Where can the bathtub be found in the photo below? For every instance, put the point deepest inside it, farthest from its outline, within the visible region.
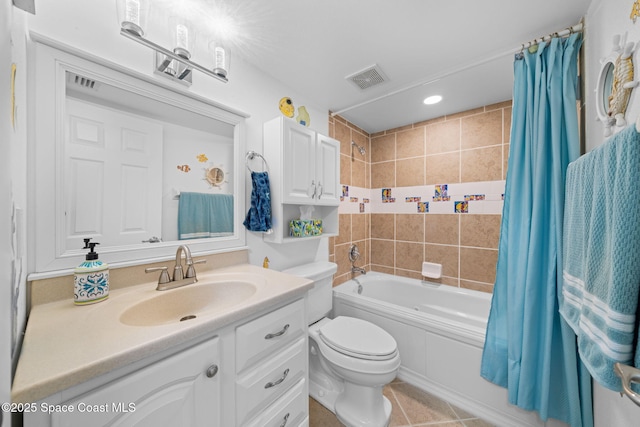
(440, 333)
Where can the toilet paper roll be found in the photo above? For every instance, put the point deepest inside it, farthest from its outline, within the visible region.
(432, 270)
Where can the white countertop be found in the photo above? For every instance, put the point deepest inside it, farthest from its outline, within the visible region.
(66, 345)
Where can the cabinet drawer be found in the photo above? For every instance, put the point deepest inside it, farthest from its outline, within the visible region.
(268, 334)
(266, 382)
(290, 410)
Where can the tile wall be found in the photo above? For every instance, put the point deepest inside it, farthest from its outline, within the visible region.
(430, 191)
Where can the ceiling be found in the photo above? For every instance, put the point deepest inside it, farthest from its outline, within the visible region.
(460, 49)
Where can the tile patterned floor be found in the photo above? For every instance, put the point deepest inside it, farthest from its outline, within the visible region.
(412, 407)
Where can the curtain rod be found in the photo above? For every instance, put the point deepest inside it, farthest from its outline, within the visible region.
(567, 31)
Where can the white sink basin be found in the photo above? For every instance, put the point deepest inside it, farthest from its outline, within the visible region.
(188, 302)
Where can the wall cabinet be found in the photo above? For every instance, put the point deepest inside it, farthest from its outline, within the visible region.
(304, 169)
(251, 373)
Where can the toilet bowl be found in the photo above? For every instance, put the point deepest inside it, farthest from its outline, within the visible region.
(350, 360)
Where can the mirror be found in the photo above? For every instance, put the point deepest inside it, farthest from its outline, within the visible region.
(614, 86)
(215, 177)
(123, 159)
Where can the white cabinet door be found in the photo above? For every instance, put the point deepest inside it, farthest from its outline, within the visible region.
(182, 390)
(299, 152)
(327, 171)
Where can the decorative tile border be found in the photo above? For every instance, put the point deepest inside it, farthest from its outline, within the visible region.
(486, 197)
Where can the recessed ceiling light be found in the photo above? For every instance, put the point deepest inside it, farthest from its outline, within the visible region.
(432, 99)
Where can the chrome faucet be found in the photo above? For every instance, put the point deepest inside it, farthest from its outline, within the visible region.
(179, 277)
(178, 273)
(355, 269)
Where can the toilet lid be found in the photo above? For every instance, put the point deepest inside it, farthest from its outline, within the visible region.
(358, 338)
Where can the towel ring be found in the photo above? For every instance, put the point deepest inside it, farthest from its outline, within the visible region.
(252, 155)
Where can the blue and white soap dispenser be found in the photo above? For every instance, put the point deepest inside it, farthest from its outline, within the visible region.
(91, 278)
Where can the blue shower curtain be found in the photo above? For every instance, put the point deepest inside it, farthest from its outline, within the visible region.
(529, 349)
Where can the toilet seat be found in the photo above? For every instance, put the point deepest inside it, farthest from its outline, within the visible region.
(358, 338)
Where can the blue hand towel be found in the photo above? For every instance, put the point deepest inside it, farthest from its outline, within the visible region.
(601, 247)
(259, 214)
(203, 215)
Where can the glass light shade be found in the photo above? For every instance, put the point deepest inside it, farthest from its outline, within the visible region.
(184, 37)
(221, 57)
(132, 15)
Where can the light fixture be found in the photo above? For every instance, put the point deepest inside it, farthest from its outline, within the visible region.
(175, 64)
(434, 99)
(132, 15)
(220, 58)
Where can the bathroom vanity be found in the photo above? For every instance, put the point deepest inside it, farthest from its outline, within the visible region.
(242, 360)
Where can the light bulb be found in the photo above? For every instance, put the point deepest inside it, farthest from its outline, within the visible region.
(132, 15)
(183, 36)
(220, 60)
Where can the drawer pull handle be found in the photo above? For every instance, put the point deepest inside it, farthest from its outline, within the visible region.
(277, 334)
(212, 371)
(279, 381)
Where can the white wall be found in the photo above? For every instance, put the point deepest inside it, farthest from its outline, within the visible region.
(92, 26)
(12, 195)
(6, 138)
(604, 19)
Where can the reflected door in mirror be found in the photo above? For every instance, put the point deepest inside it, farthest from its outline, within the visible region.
(113, 176)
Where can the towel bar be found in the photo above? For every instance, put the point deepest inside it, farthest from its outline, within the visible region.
(628, 374)
(252, 155)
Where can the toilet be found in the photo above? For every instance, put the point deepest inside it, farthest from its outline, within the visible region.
(350, 360)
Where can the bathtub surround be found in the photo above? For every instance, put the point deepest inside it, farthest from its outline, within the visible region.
(529, 349)
(430, 191)
(440, 341)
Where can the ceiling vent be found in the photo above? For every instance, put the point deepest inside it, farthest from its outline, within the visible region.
(368, 77)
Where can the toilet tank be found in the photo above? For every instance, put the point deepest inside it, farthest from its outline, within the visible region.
(320, 297)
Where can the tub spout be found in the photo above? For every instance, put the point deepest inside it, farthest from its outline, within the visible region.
(355, 269)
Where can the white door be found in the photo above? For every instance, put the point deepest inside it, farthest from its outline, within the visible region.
(111, 155)
(328, 171)
(299, 163)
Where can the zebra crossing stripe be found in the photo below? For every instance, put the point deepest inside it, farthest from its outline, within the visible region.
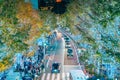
(68, 76)
(48, 76)
(63, 76)
(43, 76)
(53, 76)
(58, 76)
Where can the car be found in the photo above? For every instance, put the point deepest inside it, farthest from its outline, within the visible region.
(69, 52)
(55, 68)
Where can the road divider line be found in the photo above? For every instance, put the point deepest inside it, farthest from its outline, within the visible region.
(58, 76)
(63, 76)
(48, 76)
(53, 76)
(43, 76)
(68, 76)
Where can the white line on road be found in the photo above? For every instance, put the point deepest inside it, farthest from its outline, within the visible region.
(48, 76)
(43, 76)
(58, 76)
(63, 76)
(53, 76)
(68, 76)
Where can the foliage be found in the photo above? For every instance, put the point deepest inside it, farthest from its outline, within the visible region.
(105, 10)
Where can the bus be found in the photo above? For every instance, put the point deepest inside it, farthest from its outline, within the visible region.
(77, 75)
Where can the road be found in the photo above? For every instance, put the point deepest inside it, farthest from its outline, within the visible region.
(67, 64)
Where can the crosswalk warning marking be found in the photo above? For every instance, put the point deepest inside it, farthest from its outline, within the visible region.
(48, 76)
(43, 76)
(53, 76)
(68, 76)
(63, 76)
(58, 76)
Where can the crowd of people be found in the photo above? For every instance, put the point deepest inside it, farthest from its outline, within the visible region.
(31, 67)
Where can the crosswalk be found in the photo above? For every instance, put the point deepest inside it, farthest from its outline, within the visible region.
(55, 76)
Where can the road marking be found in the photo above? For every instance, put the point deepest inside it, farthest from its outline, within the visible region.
(48, 76)
(53, 76)
(43, 76)
(58, 76)
(68, 76)
(63, 76)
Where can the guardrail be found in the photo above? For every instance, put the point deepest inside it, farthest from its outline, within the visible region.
(74, 43)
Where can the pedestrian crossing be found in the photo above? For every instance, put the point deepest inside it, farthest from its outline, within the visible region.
(55, 76)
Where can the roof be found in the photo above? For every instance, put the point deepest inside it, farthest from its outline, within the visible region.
(77, 75)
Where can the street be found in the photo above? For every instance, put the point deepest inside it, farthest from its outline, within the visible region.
(66, 64)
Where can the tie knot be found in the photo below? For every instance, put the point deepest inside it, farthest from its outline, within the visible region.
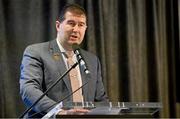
(69, 54)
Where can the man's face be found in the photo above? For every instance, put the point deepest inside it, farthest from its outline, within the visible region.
(71, 30)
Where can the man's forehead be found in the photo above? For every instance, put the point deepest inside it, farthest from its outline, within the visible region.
(71, 14)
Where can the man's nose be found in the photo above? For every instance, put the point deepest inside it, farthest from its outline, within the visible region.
(76, 28)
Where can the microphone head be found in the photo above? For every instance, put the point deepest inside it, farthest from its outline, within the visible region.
(75, 46)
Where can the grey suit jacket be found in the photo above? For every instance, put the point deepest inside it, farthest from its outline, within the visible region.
(42, 65)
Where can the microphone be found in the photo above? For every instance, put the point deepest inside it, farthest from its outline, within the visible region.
(80, 58)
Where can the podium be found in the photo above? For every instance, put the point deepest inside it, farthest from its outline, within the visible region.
(114, 110)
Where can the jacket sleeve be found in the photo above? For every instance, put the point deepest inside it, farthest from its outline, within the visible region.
(31, 79)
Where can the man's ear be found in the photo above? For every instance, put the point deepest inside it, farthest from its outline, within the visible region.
(57, 25)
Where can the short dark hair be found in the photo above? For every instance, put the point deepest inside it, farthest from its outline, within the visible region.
(73, 8)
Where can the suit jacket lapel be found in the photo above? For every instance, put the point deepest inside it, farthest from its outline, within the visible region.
(60, 62)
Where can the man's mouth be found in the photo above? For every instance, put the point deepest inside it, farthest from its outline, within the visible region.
(73, 36)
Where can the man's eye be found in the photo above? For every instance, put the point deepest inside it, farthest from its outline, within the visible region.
(71, 23)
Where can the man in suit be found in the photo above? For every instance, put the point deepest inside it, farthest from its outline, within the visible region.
(44, 63)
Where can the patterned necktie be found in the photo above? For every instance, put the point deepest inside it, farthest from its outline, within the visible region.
(73, 75)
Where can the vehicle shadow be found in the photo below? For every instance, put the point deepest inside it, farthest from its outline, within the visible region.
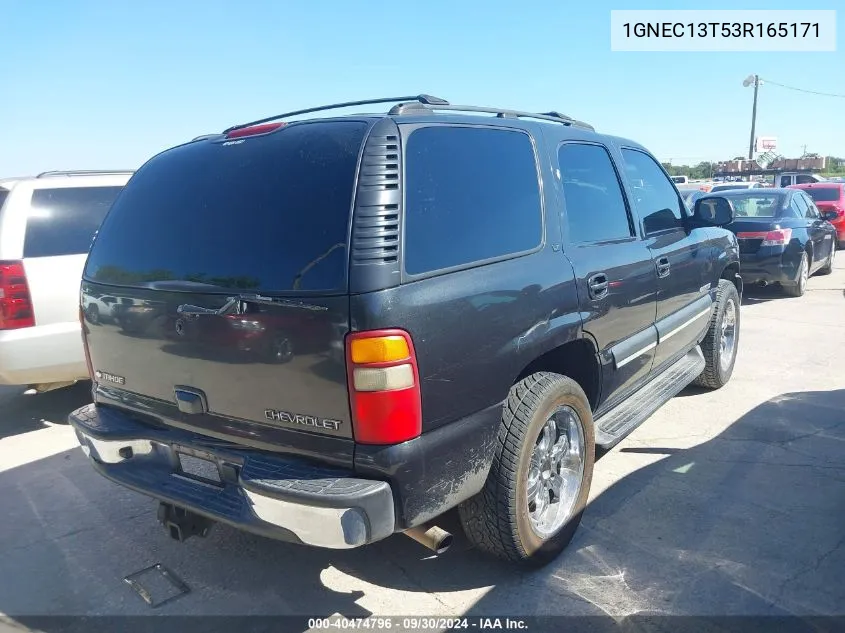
(21, 413)
(754, 294)
(746, 523)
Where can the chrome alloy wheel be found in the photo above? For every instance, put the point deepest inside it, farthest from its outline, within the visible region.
(556, 471)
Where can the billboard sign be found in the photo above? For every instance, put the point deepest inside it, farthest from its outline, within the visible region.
(766, 144)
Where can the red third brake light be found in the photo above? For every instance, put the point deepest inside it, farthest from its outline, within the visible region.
(16, 309)
(384, 386)
(253, 130)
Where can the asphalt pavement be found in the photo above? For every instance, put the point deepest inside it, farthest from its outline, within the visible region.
(729, 502)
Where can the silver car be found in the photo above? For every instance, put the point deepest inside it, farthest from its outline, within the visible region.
(47, 224)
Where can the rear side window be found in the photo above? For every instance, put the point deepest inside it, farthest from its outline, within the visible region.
(472, 194)
(64, 221)
(820, 194)
(269, 212)
(656, 198)
(595, 208)
(801, 203)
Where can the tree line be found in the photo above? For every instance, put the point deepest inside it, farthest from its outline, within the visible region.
(706, 169)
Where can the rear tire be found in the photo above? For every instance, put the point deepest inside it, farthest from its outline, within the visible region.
(500, 519)
(799, 287)
(722, 339)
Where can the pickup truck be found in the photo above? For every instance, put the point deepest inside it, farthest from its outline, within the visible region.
(415, 311)
(788, 178)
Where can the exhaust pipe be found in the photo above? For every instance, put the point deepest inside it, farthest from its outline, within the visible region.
(434, 538)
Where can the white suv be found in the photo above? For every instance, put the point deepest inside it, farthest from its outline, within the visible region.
(47, 224)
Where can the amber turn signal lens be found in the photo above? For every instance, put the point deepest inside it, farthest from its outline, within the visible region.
(379, 349)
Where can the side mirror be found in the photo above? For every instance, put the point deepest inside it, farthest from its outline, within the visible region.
(714, 211)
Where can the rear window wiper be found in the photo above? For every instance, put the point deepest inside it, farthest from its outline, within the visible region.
(237, 305)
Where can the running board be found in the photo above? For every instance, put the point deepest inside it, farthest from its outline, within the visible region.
(617, 423)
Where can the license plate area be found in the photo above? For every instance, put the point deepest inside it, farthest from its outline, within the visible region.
(199, 466)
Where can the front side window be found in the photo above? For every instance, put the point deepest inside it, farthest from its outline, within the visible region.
(812, 211)
(472, 194)
(63, 221)
(656, 198)
(818, 194)
(595, 206)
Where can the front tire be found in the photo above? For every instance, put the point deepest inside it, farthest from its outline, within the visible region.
(539, 481)
(722, 339)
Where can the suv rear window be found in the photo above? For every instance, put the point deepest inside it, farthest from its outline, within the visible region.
(824, 194)
(270, 213)
(472, 195)
(63, 221)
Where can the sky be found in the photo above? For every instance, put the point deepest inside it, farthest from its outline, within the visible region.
(106, 84)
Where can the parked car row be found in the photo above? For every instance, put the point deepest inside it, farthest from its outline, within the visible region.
(786, 234)
(274, 320)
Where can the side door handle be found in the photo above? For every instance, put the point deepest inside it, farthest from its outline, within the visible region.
(598, 286)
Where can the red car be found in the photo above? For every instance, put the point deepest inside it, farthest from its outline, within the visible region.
(828, 196)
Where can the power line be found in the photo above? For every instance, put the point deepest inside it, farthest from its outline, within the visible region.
(812, 92)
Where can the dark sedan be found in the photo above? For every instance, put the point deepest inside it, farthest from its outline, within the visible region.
(783, 237)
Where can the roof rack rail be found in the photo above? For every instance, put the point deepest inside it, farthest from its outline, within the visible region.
(86, 172)
(422, 98)
(502, 113)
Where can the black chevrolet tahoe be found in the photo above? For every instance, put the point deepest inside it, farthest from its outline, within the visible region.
(336, 329)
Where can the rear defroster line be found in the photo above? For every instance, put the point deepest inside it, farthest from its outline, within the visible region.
(154, 575)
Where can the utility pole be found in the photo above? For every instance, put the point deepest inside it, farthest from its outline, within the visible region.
(756, 80)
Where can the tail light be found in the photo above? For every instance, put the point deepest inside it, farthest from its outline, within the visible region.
(778, 237)
(16, 310)
(384, 389)
(254, 130)
(85, 344)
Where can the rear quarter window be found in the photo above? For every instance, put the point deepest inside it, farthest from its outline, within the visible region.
(472, 195)
(63, 221)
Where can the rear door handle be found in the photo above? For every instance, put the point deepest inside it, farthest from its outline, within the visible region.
(598, 286)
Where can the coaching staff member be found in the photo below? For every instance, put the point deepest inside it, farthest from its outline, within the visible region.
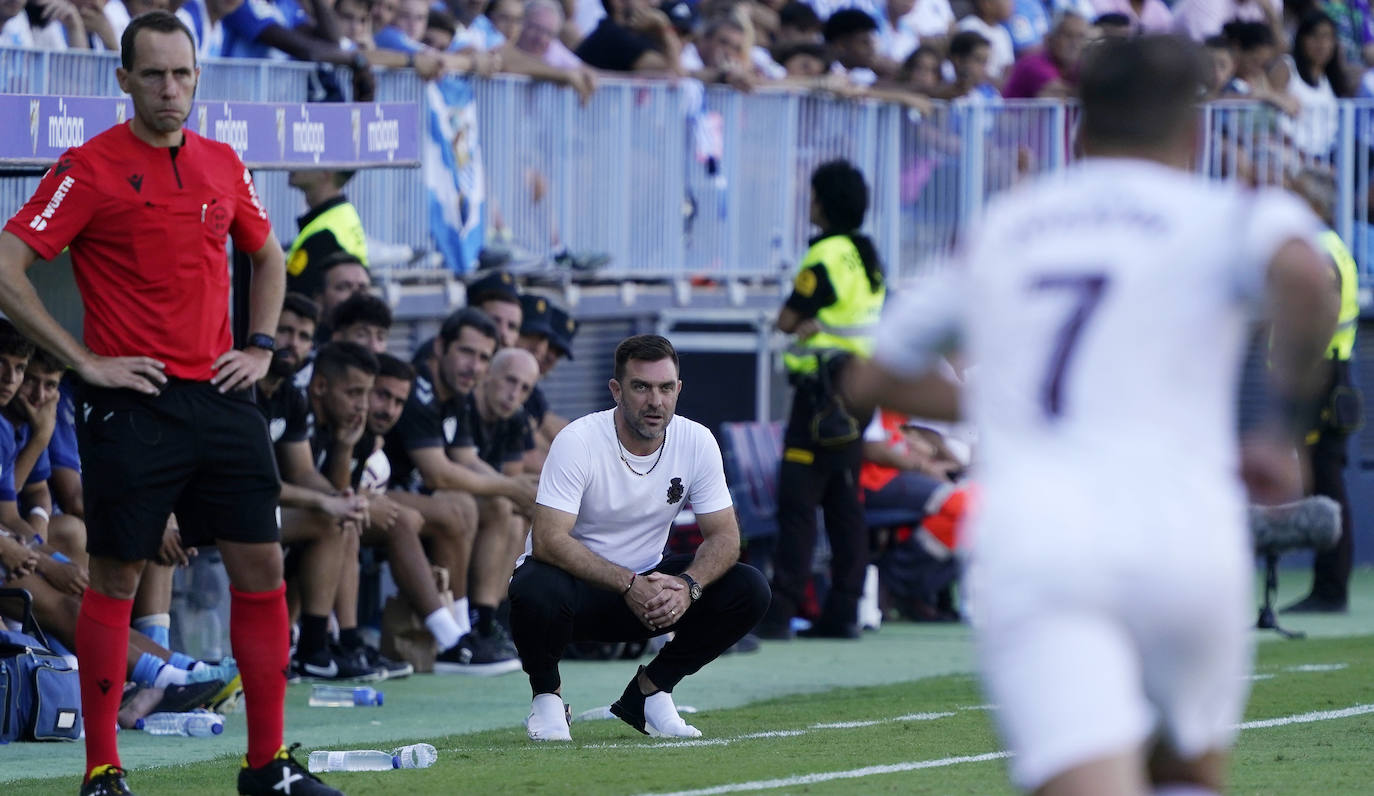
(595, 568)
(166, 419)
+---+
Task description
Restate word for word only the lines that run from the line holding "Where can the coaching" to the end of the data, both ends kept, leaving every picture out.

Result
Where can the coaching staff member be found in the photo below? For every instance, put the point deepest inside it, farthest from its outline, within the visible region.
(595, 568)
(166, 419)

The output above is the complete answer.